>>>

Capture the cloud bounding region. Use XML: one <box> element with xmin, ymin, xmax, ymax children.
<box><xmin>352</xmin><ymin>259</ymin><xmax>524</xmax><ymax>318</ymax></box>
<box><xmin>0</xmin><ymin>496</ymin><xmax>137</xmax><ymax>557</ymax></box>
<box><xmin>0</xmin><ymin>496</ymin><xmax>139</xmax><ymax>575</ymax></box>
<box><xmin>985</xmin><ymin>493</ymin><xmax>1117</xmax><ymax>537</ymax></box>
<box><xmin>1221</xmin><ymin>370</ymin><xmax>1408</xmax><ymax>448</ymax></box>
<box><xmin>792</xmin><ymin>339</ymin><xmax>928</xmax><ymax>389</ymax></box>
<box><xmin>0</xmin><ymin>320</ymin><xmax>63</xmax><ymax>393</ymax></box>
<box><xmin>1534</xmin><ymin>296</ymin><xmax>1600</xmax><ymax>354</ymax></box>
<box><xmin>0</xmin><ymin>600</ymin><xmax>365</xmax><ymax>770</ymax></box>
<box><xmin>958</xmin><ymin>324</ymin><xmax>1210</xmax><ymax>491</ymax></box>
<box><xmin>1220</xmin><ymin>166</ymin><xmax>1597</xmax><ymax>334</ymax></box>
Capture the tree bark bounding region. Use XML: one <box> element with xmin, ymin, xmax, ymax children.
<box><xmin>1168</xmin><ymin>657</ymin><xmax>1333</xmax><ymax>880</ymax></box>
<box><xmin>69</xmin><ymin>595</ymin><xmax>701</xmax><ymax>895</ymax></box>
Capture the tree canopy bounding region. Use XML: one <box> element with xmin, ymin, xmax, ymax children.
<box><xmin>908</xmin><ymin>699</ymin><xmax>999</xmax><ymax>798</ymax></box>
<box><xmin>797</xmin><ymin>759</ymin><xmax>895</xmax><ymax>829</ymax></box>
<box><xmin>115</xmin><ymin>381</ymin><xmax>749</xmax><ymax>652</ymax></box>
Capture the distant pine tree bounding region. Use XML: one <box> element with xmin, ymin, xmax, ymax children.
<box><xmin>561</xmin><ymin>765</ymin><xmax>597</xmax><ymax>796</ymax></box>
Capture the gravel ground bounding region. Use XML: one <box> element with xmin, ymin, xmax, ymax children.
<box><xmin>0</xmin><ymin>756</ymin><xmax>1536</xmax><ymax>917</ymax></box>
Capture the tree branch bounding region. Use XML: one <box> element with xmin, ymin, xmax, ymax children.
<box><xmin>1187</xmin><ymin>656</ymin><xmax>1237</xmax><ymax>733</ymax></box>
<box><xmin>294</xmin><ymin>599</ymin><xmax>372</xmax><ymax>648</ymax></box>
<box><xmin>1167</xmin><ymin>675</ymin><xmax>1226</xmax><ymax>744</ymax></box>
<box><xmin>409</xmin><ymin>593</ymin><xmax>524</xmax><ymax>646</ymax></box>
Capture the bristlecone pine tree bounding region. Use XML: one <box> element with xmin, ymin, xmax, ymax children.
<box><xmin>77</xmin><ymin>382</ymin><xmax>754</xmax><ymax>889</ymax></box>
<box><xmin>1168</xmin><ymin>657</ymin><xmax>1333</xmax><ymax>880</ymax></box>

<<<

• [Your objective]: Your answer must be the line that contains "Capture the tree canopy" and every line after it to the end of the records, reproduced exactly.

• [Result below]:
Capture the tree canopy bounding region. Use XML: one <box> element with xmin, ymin, xmax, ymax children.
<box><xmin>908</xmin><ymin>699</ymin><xmax>999</xmax><ymax>798</ymax></box>
<box><xmin>797</xmin><ymin>759</ymin><xmax>895</xmax><ymax>829</ymax></box>
<box><xmin>115</xmin><ymin>381</ymin><xmax>749</xmax><ymax>652</ymax></box>
Capture the distant pine tree bounding region. Use XML: one <box> element with xmin, ymin, xmax, ymax children.
<box><xmin>561</xmin><ymin>765</ymin><xmax>597</xmax><ymax>796</ymax></box>
Capture the gravel ground bounding region. Use XML: one <box> element with xmin, ymin, xmax, ymax children.
<box><xmin>0</xmin><ymin>756</ymin><xmax>1536</xmax><ymax>917</ymax></box>
Capture the tree branch bounding region. Use XML: one <box> element with xmin, ymin, xmax, ymax children.
<box><xmin>1187</xmin><ymin>656</ymin><xmax>1237</xmax><ymax>733</ymax></box>
<box><xmin>294</xmin><ymin>599</ymin><xmax>372</xmax><ymax>648</ymax></box>
<box><xmin>1167</xmin><ymin>675</ymin><xmax>1226</xmax><ymax>744</ymax></box>
<box><xmin>409</xmin><ymin>593</ymin><xmax>524</xmax><ymax>646</ymax></box>
Capture the bristlecone pine tree bounding region. Use XML: one <box> element with xmin, ymin, xmax, ymax children.
<box><xmin>77</xmin><ymin>382</ymin><xmax>754</xmax><ymax>889</ymax></box>
<box><xmin>1168</xmin><ymin>657</ymin><xmax>1333</xmax><ymax>880</ymax></box>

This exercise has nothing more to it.